- Directives -
a: Summarize the model repository excerpt in two sentences.
b: Print the portion of the model repository excerpt between "Model Repository Locations" and "must be specified.", inclusive, word for word.

- Excerpt to read -
Within the top-level model repository directory there must be zero or more sub-directories. Each of the sub-directories contains the repository information for the corresponding model. The config.pbtxt file describes the model configuration for the model. For some models, config.pbtxt is required while for others it is optional. See Auto-Generated Model Configuration for more information.

Each directory must have at least one numeric sub-directory representing a version of the model. For more information about how the model versions are handled by Triton see Model Versions. Each model is executed by a specific backend. Within each version sub-directory there must be the files required by that backend. For example, models that use framework backends such as PyTorch, ONNX and TensorFlow must provide the framework-specific model files.

Model Repository Locations

Triton can access models from one or more locally accessible file paths, from Google Cloud Storage, and from Amazon S3.

Local File System

For a locally accessible file-system the absolute path must be specified.

$ tritonserver --model-repository=/path/to/model/repository ...

Google Cloud Storage

For a model repository residing in Google Cloud Storage, the repository path must be prefixed with gs://.

$ tritonserver --model-repository=gs://bucket/path/to/model/repository ...

S3

For a model repository residing in Amazon S3, the path must be prefixed with s3://.

$ tritonserver --model-repository=s3://bucket/path/to/model/repository ...

For a local or private instance of S3, the prefix s3:// must be followed by the host and port (separated by a semicolon) and subsequently the bucket path.

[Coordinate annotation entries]

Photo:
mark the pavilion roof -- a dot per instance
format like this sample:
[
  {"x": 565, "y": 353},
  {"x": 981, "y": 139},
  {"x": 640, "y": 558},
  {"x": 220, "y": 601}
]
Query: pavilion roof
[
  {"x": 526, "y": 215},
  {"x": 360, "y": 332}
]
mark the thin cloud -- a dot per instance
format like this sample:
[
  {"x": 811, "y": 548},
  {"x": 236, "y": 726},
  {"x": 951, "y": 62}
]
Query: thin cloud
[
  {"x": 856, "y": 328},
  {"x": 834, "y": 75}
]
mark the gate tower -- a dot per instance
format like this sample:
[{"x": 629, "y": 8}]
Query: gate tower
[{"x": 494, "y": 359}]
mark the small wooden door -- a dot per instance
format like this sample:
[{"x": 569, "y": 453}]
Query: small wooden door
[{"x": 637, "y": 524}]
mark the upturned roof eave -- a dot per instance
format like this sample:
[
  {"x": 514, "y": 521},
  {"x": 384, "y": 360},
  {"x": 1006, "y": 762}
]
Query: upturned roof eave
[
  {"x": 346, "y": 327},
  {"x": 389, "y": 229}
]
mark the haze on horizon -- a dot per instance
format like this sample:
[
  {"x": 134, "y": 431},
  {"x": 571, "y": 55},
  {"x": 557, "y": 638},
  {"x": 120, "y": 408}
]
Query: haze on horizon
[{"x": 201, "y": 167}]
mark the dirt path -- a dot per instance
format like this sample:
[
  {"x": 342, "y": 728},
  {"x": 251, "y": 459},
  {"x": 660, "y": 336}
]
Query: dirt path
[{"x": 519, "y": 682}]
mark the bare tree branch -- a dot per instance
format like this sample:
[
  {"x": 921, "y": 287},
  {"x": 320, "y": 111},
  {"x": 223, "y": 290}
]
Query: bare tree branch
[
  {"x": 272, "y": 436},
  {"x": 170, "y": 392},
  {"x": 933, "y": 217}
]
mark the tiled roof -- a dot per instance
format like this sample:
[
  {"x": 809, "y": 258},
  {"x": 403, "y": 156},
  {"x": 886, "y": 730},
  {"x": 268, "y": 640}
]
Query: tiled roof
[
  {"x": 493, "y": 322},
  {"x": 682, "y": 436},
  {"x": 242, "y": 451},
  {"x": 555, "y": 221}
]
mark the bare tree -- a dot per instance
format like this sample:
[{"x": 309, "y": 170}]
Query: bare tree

- Responses to the tasks -
a: A Triton model repository holds one sub-directory per model, and each of these has at least one numeric version sub-directory with the files its backend requires, along with a config.pbtxt file that some models need and others may omit. Triton can load models from local file paths given as absolute paths, from Google Cloud Storage with a gs:// prefix, and from Amazon S3 with an s3:// prefix.

b:
Model Repository Locations

Triton can access models from one or more locally accessible file paths, from Google Cloud Storage, and from Amazon S3.

Local File System

For a locally accessible file-system the absolute path must be specified.